# Excerpted passage

——————

Does Laser Eye Surgery Work for Everyone?

Laser vision surgery is an eye vision correction technique that employs the use of excimer laser to reshape the cornea and rectify a broad range of eye defects such as near and farsightedness as well as astigmatism. Before a medical doctor considers a candidate for laser eye surgery there are a number of preoperative conditions to be met.

The clinical examination prior to the surgery ensures that the patient is suited for this type of procedure. It is important to note that laser eye surgery does not work for everyone and thus the need for preoperative analysis before a final recommendation is made. At Optilase, and I’m sure many other clinics, you are given a free consultation to find out if you are eligible for the procedure.

So in what instances will a laser surgery not be recommended to a person suffering from an eye defect? Here are a few scenarios.

Laser eye surgery is not advisable for patients with Keratoconus

This is a genetic condition whereby a patient has an inherent feebleness within the stromal layer of the cornea. The stroma makes up a large proportion of the cornea and it is only logical that if you are using laser surgery to make the cornea thinner in order to reshape it, then you will end up doing more damage than treatment.

After the surgery the patient may still end up using glasses and sometimes even with a greater prescription in the span of a year. Laser eye surgery is therefore not recommended for people with this type of condition as it will not work.

eye check up

People with active eye diseases are also not candidates for laser eye surgery

There are those with conditions that affect how their eyes react to surgery or how they heal. Anyone with constant dry eyes is advised against undergoing laser eye surgery. This is because tears perform a very fundamental function of keeping the eyes lubricated and of good health. Unless this condition is treated, anyone with an eye defect that should be rectified but is suffering from it cannot undergo this type of surgery since it may aggravate the condition.

An eye infection can also prevent a patient from undergoing laser treatment since it may interfere with the healing process after surgery. Patients suffering from autoimmune diseases are also not candidates for laser surgery because of the inability to heal faster and also the possibility of additional infections.

——————

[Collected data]
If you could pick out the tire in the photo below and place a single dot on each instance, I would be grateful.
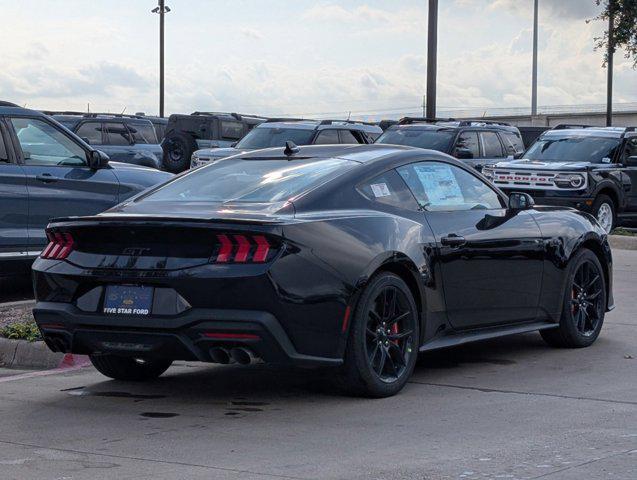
(128, 368)
(178, 148)
(582, 311)
(381, 331)
(605, 211)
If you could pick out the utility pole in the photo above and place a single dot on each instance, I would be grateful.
(432, 47)
(609, 62)
(534, 73)
(161, 9)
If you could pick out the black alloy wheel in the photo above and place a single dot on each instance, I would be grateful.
(389, 331)
(584, 304)
(382, 345)
(586, 297)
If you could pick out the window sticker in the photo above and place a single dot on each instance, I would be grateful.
(440, 184)
(380, 190)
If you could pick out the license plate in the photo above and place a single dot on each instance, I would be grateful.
(128, 300)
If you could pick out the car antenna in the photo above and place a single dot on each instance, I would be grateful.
(290, 149)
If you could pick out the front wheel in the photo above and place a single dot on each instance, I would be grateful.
(584, 304)
(382, 346)
(604, 211)
(128, 368)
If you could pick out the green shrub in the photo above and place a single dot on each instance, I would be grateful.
(21, 331)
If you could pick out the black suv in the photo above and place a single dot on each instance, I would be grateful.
(274, 132)
(124, 138)
(476, 142)
(593, 169)
(187, 133)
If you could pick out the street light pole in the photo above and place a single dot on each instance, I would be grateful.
(534, 73)
(609, 63)
(161, 9)
(432, 47)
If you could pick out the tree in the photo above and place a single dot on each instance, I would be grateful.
(624, 14)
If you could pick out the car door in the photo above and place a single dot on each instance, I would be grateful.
(327, 137)
(491, 259)
(58, 180)
(119, 144)
(14, 207)
(630, 169)
(492, 150)
(467, 147)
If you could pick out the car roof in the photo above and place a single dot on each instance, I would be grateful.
(364, 154)
(322, 125)
(600, 132)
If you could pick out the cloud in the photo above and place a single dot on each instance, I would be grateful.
(251, 33)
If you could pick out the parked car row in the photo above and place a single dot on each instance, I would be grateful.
(47, 171)
(275, 132)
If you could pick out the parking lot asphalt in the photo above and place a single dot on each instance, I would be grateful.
(510, 408)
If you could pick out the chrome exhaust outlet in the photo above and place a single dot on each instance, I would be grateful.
(219, 355)
(242, 356)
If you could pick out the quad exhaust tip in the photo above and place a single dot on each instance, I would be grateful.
(240, 355)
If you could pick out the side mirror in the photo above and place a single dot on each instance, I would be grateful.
(463, 153)
(520, 201)
(97, 159)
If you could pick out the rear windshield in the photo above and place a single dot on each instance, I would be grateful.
(266, 137)
(143, 132)
(415, 137)
(250, 180)
(552, 148)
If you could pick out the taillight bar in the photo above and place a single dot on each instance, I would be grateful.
(242, 249)
(59, 247)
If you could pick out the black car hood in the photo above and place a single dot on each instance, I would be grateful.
(526, 164)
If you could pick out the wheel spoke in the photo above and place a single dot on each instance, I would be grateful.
(592, 282)
(593, 296)
(400, 354)
(397, 319)
(381, 363)
(400, 335)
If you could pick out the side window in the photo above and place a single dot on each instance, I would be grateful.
(44, 144)
(231, 130)
(389, 189)
(491, 145)
(91, 131)
(327, 137)
(467, 142)
(142, 132)
(117, 134)
(349, 137)
(442, 187)
(631, 148)
(4, 155)
(512, 143)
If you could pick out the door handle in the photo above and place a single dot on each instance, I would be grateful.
(453, 240)
(46, 178)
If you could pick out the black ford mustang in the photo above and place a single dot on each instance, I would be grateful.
(356, 257)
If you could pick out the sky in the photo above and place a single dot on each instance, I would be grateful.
(322, 58)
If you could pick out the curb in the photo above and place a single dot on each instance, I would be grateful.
(23, 354)
(623, 242)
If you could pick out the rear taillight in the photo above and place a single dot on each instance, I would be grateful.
(59, 247)
(242, 249)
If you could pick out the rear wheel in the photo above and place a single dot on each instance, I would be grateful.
(178, 148)
(584, 304)
(128, 368)
(382, 346)
(604, 211)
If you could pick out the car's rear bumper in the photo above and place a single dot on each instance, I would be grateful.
(187, 336)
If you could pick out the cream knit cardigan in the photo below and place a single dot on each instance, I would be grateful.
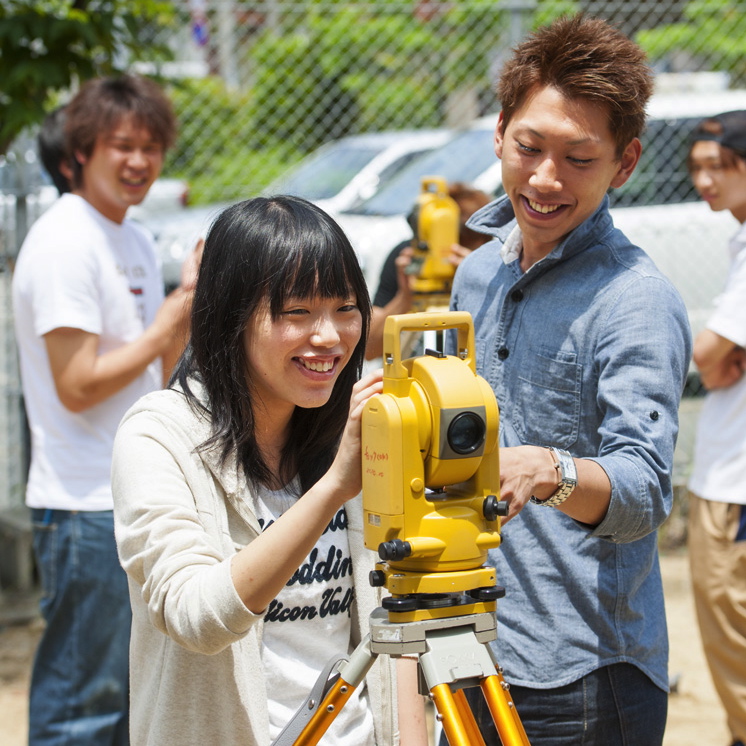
(195, 655)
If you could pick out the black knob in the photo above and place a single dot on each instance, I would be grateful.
(489, 507)
(377, 578)
(394, 550)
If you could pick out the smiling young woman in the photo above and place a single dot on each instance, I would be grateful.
(236, 494)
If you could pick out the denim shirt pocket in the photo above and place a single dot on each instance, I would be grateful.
(547, 397)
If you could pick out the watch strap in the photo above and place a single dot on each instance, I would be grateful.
(568, 478)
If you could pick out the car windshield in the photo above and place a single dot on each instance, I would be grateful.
(463, 158)
(325, 175)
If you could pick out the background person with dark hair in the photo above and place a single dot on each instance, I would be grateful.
(52, 151)
(717, 499)
(94, 334)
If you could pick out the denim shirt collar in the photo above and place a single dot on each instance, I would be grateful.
(497, 219)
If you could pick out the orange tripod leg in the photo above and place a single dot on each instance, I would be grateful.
(503, 711)
(458, 732)
(334, 701)
(467, 718)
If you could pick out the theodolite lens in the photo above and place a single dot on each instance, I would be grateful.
(466, 432)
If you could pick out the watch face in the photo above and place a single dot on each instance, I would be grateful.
(567, 466)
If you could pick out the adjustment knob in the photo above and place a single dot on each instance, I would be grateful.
(377, 578)
(395, 549)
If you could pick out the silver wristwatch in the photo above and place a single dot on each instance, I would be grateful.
(568, 478)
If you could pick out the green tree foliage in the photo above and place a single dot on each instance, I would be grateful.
(48, 45)
(359, 68)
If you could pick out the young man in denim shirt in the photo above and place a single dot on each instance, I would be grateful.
(586, 345)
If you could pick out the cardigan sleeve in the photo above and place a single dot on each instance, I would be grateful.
(171, 540)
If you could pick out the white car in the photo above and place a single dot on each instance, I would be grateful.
(657, 209)
(346, 171)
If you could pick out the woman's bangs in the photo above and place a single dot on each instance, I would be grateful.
(318, 268)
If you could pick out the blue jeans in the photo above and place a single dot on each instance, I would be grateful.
(616, 705)
(80, 677)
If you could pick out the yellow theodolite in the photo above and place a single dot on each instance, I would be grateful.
(435, 222)
(431, 473)
(431, 485)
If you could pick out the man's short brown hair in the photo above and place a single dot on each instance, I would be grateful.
(584, 58)
(102, 102)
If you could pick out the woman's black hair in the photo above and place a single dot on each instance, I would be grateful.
(267, 250)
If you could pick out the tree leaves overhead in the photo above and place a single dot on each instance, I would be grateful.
(48, 46)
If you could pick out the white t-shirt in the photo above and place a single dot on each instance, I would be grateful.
(719, 472)
(80, 270)
(307, 624)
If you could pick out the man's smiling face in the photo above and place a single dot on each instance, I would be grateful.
(121, 169)
(558, 160)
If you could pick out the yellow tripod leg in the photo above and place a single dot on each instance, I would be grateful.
(503, 710)
(334, 701)
(457, 732)
(467, 718)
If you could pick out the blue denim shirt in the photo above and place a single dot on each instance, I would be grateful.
(588, 351)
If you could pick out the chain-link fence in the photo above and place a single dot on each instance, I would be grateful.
(258, 86)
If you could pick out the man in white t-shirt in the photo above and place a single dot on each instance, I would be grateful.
(717, 507)
(94, 334)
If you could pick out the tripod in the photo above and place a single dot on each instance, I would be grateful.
(452, 653)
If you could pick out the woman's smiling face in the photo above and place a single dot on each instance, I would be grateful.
(295, 359)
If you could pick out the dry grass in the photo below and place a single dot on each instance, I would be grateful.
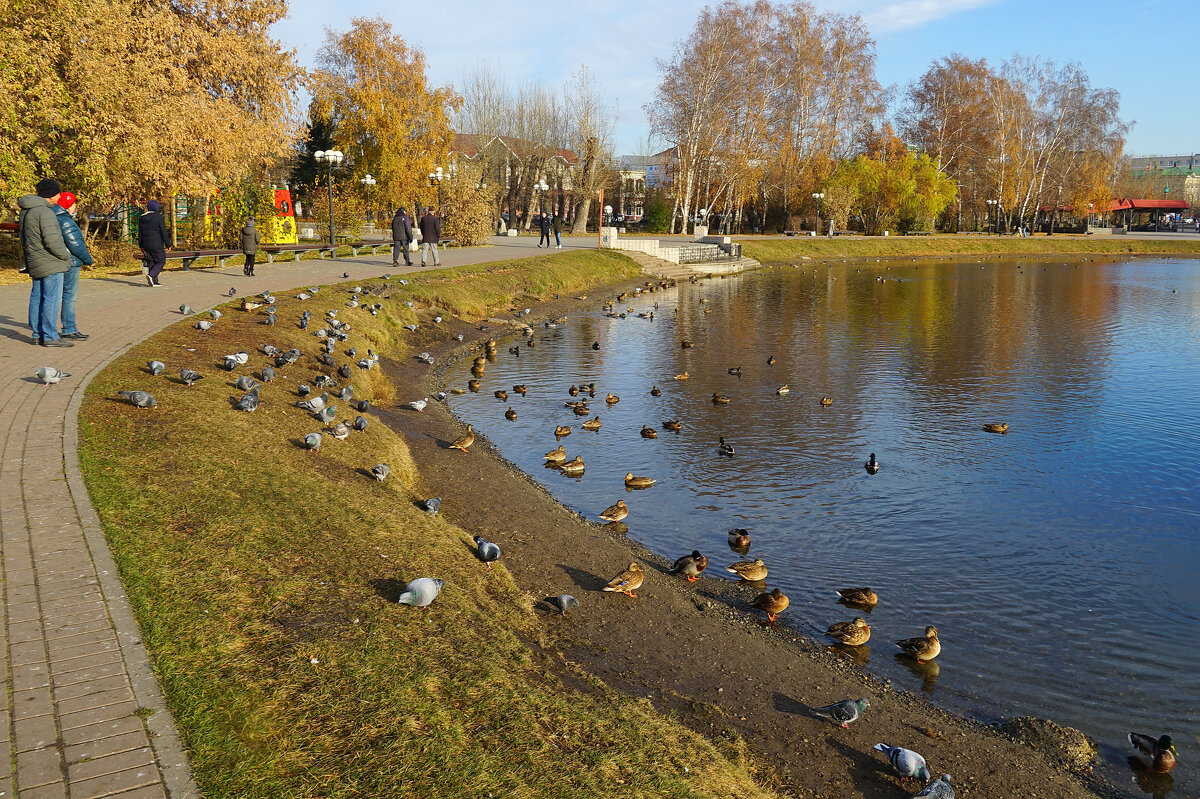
(265, 576)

——————

# Prompt 1
Reproduce the passage of the laser eye surgery article starting at "eye check up" and ending at "of additional infections.".
# Prompt 2
In the laser eye surgery article, which layer of the cornea is inherently weak in patients with Keratoconus?
# Prompt 3
Rewrite the paragraph of the laser eye surgery article beginning "An eye infection can also" as a short bulleted list.

# Task output 1
eye check up

People with active eye diseases are also not candidates for laser eye surgery

There are those with conditions that affect how their eyes react to surgery or how they heal. Anyone with constant dry eyes is advised against undergoing laser eye surgery. This is because tears perform a very fundamental function of keeping the eyes lubricated and of good health. Unless this condition is treated, anyone with an eye defect that should be rectified but is suffering from it cannot undergo this type of surgery since it may aggravate the condition.

An eye infection can also prevent a patient from undergoing laser treatment since it may interfere with the healing process after surgery. Patients suffering from autoimmune diseases are also not candidates for laser surgery because of the inability to heal faster and also the possibility of additional infections.

# Task output 2
The stromal layer.

# Task output 3
- An eye infection can keep a patient from laser treatment because it may interfere with healing after surgery.
- Patients with autoimmune diseases are not candidates, because they are unable to heal faster and may get additional infections.